- _Problem details_
Please print the full listing exactly.

---------- Provided material ----------

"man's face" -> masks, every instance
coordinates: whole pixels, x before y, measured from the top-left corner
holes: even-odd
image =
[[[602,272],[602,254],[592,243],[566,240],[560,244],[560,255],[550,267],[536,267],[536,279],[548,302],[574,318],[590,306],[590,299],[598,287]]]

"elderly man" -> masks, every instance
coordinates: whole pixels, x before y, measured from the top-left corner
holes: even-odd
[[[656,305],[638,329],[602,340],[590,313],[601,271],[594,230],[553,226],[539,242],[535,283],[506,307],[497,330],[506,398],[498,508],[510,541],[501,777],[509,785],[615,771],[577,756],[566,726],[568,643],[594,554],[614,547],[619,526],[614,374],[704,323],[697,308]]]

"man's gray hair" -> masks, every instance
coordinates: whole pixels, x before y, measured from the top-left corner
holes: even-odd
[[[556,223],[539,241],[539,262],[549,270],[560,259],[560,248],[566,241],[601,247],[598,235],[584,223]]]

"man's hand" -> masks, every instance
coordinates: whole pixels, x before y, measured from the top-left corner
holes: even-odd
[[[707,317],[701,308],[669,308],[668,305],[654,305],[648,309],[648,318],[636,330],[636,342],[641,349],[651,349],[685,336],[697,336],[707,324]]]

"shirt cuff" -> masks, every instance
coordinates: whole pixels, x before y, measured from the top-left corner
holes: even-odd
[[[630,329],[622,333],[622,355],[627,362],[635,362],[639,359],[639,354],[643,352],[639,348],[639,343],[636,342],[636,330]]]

----------

- _Complete response_
"man's face" -> masks, every instance
coordinates: whole pixels, x before y, measured from the top-left corner
holes: even-odd
image =
[[[602,272],[602,254],[592,243],[566,240],[560,244],[560,255],[550,267],[536,267],[536,279],[548,302],[574,318],[590,306],[590,299],[598,287]]]

"elderly man" -> masks, every instance
coordinates: whole pixels, x before y, measured from the top-left corner
holes: even-odd
[[[656,305],[638,329],[602,340],[590,313],[601,271],[594,230],[553,226],[539,242],[535,283],[506,307],[497,330],[506,398],[498,508],[510,541],[501,777],[509,785],[615,771],[577,756],[566,726],[568,643],[594,554],[614,547],[619,526],[614,374],[704,323],[697,308]]]

"man's gray hair" -> masks, every instance
coordinates: whole pixels, x before y, measured from the top-left corner
holes: even-odd
[[[556,223],[539,241],[539,262],[549,270],[560,259],[560,248],[566,241],[601,247],[598,235],[584,223]]]

"man's hand" -> masks, every instance
coordinates: whole pixels, x before y, measured from the top-left corner
holes: even-odd
[[[707,317],[701,308],[669,308],[668,305],[654,305],[648,309],[648,318],[636,330],[636,342],[641,349],[651,349],[685,336],[697,336],[707,324]]]

"shirt cuff" -> masks, every instance
coordinates: whole pixels, x before y, measured from the top-left corner
holes: even-odd
[[[630,329],[622,333],[622,355],[627,362],[635,362],[639,359],[639,354],[643,352],[639,348],[639,343],[636,342],[636,330]]]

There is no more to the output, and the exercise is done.